> _Description of the task_: Take the line that contains "Point out the sunglasses in this photo." as the first line and the last line of the material below as the final one; reproduce exactly the lines between, inclusive.

> _Entries shown_:

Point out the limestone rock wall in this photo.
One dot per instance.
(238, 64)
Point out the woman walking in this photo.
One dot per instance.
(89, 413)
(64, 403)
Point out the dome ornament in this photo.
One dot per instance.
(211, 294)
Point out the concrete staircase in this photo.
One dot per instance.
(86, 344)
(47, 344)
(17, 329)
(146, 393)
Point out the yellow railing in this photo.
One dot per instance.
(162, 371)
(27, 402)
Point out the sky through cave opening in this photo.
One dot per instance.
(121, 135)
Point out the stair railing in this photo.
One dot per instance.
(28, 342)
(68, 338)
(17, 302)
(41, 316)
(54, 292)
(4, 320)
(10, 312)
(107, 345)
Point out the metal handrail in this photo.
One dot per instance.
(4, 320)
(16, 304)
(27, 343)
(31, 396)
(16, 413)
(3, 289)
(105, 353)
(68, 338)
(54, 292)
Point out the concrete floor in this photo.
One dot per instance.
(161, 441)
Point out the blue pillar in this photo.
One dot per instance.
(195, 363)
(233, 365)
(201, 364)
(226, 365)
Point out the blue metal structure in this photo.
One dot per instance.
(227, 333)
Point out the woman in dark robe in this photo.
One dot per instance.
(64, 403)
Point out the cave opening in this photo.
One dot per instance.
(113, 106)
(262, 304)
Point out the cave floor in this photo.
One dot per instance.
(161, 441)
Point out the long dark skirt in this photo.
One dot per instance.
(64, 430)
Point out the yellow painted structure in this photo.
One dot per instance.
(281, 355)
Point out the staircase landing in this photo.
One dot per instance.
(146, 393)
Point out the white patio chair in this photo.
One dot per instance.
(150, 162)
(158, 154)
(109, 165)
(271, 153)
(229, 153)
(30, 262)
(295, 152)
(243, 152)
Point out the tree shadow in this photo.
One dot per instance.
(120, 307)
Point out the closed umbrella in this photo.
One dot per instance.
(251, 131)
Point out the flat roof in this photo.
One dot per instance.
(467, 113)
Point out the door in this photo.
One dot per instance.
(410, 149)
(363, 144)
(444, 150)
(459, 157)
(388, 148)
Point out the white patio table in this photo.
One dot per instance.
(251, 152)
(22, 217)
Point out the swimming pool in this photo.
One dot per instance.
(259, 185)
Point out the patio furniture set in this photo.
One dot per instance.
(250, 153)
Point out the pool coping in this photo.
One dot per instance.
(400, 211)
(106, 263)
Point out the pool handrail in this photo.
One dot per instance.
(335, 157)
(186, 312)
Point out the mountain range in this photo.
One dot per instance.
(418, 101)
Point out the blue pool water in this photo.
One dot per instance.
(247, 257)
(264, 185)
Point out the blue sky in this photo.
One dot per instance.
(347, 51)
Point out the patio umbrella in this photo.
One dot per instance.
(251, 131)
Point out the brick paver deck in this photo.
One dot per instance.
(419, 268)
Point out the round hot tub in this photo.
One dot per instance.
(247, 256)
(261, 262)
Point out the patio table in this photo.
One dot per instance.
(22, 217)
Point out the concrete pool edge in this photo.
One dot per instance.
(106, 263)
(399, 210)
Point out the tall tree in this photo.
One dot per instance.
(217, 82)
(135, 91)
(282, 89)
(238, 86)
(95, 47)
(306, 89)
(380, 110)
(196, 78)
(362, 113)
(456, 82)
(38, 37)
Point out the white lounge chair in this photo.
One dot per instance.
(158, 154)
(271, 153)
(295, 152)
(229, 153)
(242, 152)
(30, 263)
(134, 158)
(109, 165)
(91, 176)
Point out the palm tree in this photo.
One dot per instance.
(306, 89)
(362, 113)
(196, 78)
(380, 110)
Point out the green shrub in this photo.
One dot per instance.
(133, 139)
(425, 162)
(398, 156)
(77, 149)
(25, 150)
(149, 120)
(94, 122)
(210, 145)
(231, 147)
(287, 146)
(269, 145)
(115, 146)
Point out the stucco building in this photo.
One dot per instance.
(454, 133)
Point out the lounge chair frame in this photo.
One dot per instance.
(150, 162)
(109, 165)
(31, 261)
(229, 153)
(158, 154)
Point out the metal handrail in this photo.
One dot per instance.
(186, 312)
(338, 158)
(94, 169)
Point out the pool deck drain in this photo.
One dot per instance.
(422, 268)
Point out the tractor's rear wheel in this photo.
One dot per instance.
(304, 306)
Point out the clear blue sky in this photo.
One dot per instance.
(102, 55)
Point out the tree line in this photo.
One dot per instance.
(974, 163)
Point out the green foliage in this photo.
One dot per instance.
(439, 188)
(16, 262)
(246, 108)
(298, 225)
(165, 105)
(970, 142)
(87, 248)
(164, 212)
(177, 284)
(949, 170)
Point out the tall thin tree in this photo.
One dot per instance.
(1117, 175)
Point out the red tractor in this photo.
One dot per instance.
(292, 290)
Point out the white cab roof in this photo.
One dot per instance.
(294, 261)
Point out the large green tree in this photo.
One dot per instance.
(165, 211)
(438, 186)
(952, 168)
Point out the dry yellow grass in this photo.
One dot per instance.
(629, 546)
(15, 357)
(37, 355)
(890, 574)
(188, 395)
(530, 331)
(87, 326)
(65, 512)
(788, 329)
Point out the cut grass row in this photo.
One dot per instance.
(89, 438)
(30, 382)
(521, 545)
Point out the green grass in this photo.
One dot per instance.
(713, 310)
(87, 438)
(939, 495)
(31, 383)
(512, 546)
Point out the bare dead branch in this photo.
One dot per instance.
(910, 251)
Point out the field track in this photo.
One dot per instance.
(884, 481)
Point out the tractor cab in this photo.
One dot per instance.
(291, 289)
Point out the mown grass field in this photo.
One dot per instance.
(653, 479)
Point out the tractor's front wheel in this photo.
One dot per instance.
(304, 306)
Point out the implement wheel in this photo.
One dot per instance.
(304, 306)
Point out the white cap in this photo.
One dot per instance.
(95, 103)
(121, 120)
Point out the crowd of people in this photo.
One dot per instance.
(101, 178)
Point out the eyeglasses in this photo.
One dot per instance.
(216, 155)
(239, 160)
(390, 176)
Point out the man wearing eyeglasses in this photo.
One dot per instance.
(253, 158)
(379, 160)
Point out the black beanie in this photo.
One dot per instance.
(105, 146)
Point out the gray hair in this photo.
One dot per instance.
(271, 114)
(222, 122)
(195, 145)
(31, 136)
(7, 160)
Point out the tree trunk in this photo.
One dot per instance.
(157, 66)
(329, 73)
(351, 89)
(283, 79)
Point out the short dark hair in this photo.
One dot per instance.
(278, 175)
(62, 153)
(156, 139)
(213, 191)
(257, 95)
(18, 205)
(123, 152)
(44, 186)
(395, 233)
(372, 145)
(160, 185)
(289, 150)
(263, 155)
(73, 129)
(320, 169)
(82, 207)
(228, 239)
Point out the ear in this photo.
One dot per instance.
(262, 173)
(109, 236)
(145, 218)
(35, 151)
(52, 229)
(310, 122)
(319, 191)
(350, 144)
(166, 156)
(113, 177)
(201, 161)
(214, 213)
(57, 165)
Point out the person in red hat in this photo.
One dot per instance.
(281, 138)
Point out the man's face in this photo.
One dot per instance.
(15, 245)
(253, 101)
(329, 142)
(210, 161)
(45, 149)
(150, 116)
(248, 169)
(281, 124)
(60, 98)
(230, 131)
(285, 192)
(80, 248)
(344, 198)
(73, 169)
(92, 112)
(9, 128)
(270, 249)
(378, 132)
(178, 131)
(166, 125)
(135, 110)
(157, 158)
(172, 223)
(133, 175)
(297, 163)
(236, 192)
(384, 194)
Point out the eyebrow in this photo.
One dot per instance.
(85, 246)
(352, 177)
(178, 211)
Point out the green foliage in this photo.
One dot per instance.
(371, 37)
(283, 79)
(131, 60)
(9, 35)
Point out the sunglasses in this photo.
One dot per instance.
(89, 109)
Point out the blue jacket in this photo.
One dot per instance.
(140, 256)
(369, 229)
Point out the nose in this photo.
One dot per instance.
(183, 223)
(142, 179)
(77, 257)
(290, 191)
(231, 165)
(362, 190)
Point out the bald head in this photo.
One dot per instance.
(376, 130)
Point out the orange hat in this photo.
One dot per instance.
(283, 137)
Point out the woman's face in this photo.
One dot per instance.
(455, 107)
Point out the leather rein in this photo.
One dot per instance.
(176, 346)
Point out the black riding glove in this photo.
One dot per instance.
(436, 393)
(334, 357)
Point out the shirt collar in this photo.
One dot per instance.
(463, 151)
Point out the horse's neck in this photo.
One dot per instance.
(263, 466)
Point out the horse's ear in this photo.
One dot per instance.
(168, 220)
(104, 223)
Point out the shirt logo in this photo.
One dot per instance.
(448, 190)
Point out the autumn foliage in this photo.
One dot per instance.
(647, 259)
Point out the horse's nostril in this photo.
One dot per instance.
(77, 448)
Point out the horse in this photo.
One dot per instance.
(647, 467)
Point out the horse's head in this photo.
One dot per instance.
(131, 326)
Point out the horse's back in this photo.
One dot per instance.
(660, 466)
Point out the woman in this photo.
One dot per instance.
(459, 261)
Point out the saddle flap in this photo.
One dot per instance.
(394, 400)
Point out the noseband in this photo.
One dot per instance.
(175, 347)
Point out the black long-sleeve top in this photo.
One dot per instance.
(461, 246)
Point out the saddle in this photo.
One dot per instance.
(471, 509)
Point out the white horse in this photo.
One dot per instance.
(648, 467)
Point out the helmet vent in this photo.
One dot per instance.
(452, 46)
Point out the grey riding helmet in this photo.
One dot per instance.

> _Result for this exercise_:
Point out the sunglasses in this photo.
One dot per instance.
(89, 109)
Point out the blue jacket in this photo.
One dot per instance.
(140, 256)
(369, 229)
Point out the nose in this photo.
One dot per instance.
(183, 223)
(142, 179)
(77, 257)
(290, 191)
(231, 165)
(362, 190)
Point out the bald head in this photo.
One dot per instance.
(376, 130)
Point out the orange hat in this photo.
One dot per instance.
(283, 137)
Point out the woman's face in this photo.
One dot per instance.
(455, 107)
Point out the leather rein in this photo.
One dot per instance.
(176, 346)
Point out the black riding glove in this photo.
One dot per instance.
(436, 393)
(334, 357)
Point out the shirt collar in this photo.
One dot per instance.
(463, 151)
Point out the horse's neck in this photo.
One dot per instance.
(263, 466)
Point out the horse's ear in this photo.
One dot per instance.
(168, 220)
(104, 223)
Point out the shirt logo in this photo.
One dot per instance.
(448, 190)
Point out the autumn foliage in this photo.
One dot per instance.
(647, 259)
Point out the horse's nostril in this photo.
One dot per instance.
(77, 448)
Point out the horse in this photo.
One dot per instance.
(647, 467)
Point out the horse's head in this photo.
One dot per instance.
(131, 326)
Point out the horse's back in this photo.
One dot per instance.
(660, 466)
Point out the woman in this photo.
One dot per instance.
(459, 261)
Point out the saddle flap in this photo.
One dot per instance.
(394, 400)
Point out the noseband in this photo.
One dot per instance.
(175, 347)
Point out the black long-sleeve top in this photo.
One dot per instance.
(461, 246)
Point out the saddle in this photo.
One dot per instance.
(471, 509)
Point out the white horse in this photo.
One dot per instance.
(648, 467)
Point out the helmet vent in this photo.
One dot per instance.
(452, 46)
Point out the grey riding helmet in this photo.
One dot per instance.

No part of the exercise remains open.